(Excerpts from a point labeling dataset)
■ ■ ■
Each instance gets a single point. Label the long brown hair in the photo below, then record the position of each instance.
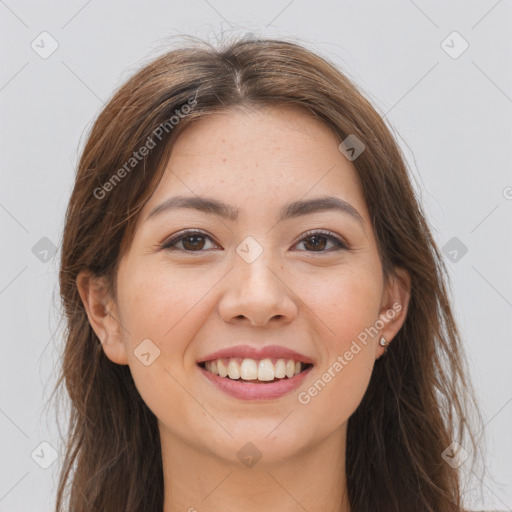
(417, 402)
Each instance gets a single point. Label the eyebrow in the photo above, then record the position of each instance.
(295, 209)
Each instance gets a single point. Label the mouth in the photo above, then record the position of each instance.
(255, 371)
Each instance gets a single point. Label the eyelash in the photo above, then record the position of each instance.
(171, 243)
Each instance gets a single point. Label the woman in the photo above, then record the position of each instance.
(256, 308)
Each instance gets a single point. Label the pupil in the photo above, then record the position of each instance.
(318, 244)
(196, 244)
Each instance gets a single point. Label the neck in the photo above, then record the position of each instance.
(197, 480)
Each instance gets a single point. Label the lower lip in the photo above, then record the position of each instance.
(251, 391)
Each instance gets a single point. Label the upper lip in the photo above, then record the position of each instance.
(246, 351)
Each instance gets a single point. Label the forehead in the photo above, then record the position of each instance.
(270, 154)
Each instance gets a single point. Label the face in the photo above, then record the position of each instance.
(257, 273)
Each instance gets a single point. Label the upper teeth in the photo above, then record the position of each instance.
(252, 369)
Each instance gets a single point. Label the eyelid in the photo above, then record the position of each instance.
(337, 239)
(340, 241)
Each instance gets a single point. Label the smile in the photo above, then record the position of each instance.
(253, 370)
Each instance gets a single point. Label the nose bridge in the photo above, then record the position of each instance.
(255, 289)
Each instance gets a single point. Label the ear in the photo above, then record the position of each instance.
(102, 313)
(394, 306)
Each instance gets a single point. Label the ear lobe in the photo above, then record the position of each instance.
(394, 309)
(101, 312)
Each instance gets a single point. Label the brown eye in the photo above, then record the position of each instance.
(192, 241)
(318, 241)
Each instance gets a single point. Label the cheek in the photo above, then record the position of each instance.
(160, 303)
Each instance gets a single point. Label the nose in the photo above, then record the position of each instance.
(256, 294)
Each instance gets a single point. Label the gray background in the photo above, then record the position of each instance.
(451, 114)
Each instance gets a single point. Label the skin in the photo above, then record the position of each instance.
(314, 301)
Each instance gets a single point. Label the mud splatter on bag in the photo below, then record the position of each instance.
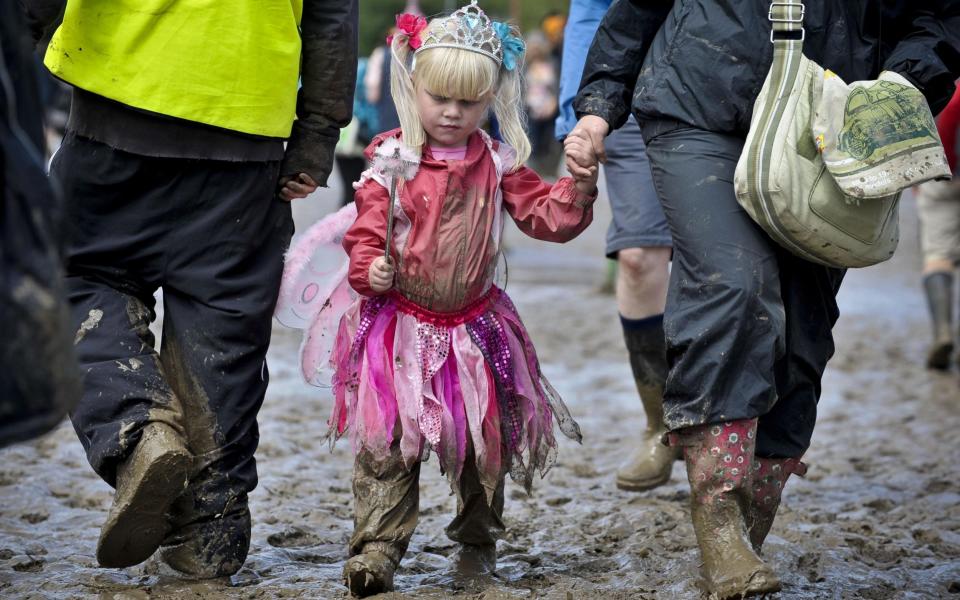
(877, 137)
■ ■ ■
### The problem
Please retype all of the lines above word for word, leaving the pictures out of your answer.

### The output
Each instance gets a single point. Label the long brown hair in the photo below, then record the position of each instance.
(417, 402)
Each instance gets a single point. Label the eyebrow in the photo above, then record the position of each instance.
(295, 209)
Each instance gets a single point. Label the mouth in the photo above, then record the position of each instance.
(255, 371)
Each instance gets a single point. Label the eyelash in the photo above, then record the position of each instance.
(171, 243)
Each instance gets a single point. Label the woman in the photo above, then record the position of each instance.
(256, 308)
Each instance gets a single point. Label the pupil in the photo above, then record the position of each instance.
(318, 244)
(196, 244)
Each instance gets a single point. Label the neck in the photo above, then record the position of each instance.
(197, 480)
Each instance gets a single point. Label the lower lip in the photo above, then record the position of each instance.
(251, 391)
Each instance gets a single point. Label the upper lip in the photo above, then record the position of each instance.
(246, 351)
Each instance gets a single point. Label the forehead in the photo above, then record the position of each instance.
(270, 154)
Each instance gets a single point. Label the face in the photo above, then record the position of each instance.
(257, 273)
Each instance gets a single point. Label the upper teeth in the photo above, then record the position of each instance.
(252, 369)
Each instance gets a single point. Label the eyelid in the photo above, then record the position of each instance.
(337, 239)
(340, 241)
Each instance gets a single point. Label the smile in the photo above, then record the position of each instance.
(253, 370)
Each instance gets a single point. Label the nose bridge in the photo above, then record the position of each instance.
(255, 289)
Each instance gets a single point. Label the ear in the photo above, then record the position of each instance.
(102, 313)
(394, 306)
Each instance gets a single point. Label the ear lobe in the photo above, then record the position of each instance.
(394, 309)
(101, 312)
Each instance gets a single point. Label the brown eye in the photo above, then record the position of each instance.
(192, 241)
(318, 241)
Each instance gets a single point. Label the cheek in the photo above, then record the position of each instance.
(160, 303)
Each instance gets a single point. Label the nose in the photo above, then record the position of each instance.
(256, 294)
Each instance gets a single point. Label the gray background in the photo above, then record the position of each instance.
(451, 114)
Each instance gets a single point. Label the skin in the photo above, then record the position of each instance.
(314, 301)
Each instance gets a single point. Label the mud splatter on bag in the photo below, then record the position of each instance.
(877, 137)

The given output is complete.